::: Data shown

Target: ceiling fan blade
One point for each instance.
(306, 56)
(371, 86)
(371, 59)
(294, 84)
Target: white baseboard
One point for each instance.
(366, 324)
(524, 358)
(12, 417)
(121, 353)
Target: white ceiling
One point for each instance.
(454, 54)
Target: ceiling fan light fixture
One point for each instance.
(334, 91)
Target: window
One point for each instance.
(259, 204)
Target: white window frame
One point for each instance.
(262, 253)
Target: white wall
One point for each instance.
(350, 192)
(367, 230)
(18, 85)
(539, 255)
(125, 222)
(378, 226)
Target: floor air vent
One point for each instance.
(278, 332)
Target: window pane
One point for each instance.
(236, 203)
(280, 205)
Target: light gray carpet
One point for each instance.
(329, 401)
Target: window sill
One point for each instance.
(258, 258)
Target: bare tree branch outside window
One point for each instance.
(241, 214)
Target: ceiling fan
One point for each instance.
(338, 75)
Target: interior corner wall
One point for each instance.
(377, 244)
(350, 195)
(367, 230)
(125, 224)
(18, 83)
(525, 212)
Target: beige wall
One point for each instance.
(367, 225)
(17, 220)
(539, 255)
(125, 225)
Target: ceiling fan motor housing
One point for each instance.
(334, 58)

::::::
::: Data shown

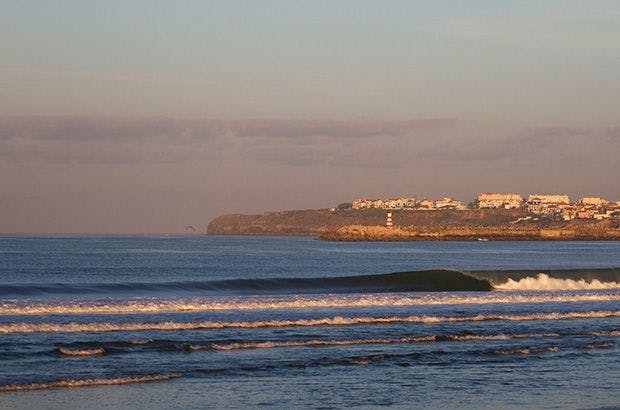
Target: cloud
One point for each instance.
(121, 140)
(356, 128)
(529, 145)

::::::
::: Data shown

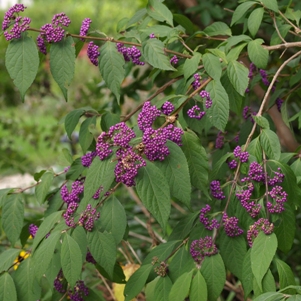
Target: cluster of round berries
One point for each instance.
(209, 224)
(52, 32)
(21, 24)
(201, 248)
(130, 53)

::::::

**Task directions**: The expected output is every line of the records in which the string "window" appears.

**Answer to this exercise**:
Target: window
Target: white window frame
Target: window pane
Target: window sill
Target: bare tree branch outside window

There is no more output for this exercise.